DATA UNDER STUDY Start Marker
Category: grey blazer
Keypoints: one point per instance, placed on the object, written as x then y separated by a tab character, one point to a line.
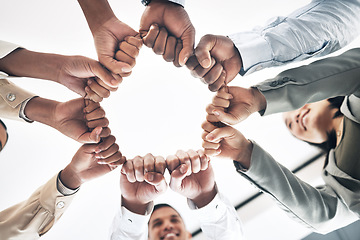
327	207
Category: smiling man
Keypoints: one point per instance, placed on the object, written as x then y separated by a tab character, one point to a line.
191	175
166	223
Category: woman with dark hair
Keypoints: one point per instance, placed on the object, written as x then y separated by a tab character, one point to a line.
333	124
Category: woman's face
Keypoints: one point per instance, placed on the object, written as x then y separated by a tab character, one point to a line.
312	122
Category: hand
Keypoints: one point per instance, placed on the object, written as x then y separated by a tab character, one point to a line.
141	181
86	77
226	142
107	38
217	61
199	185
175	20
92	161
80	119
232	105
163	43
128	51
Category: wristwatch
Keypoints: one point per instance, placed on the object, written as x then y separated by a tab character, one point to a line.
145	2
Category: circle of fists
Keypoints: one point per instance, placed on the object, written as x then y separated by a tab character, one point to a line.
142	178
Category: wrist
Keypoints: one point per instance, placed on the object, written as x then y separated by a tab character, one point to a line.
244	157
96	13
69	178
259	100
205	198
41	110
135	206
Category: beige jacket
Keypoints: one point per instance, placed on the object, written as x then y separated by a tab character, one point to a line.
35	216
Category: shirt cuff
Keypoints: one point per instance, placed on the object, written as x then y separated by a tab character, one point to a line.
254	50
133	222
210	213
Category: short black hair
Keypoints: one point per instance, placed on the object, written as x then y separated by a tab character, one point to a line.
DATA UNDER STUDY End Marker
▶ [TASK REQUIREMENTS]
The expected output is the full material above, unaltered, with pictures removed.

▶ [COMPLETED TASK]
Category: grey blazer
Keypoints: one point per instance, placed on the object, written as x then y separated by a tab character, one point to a line.
327	207
Category: smiling man
Keypoints: one point per instance, placed on the object, written as x then y separated by a tab character, one point to a line.
191	175
166	223
Category: woman with dark hair
Keypoints: one point per instance, placed on the object, written as x then y separated by a tab character, one point to a line.
333	124
Category: woman's face
Keypoints: one point per instance, placed on the object, written as x then y separated by a tab character, one point to a line.
312	122
Category: hand
Keypoints: one point per instance, placed on the object, written as x then y separated by a tab character, one point to a line.
141	181
86	77
226	142
107	38
217	61
199	185
175	20
92	161
80	119
232	105
163	43
128	51
Category: wristwatch
Keypoints: one point per instance, placed on the object, written as x then y separated by a tab character, one point to a line.
145	2
Category: circle of fists
Keypoints: one point per instance, placed on the object, written as x then y separated by a tab character, one point to a line.
142	178
Category: wrist
Keypoints: one point per instance, placed on the object, written as x then y separated by a tab character, one point to a line.
244	157
96	13
69	178
259	100
205	198
41	110
135	206
Category: beige jacket
Keypoints: one point per instance, placed on the object, written as x then y separated by a tab character, one point to a line.
35	216
Category: shirt cuff
Keypoints: one point per instance, placed on the object, written as x then y separated by a tab character, one point to a line.
254	50
133	222
210	213
Category: short black hair
Keypoints: one point per instance, placed on the object, written as x then y separated by a tab character, one point to a line.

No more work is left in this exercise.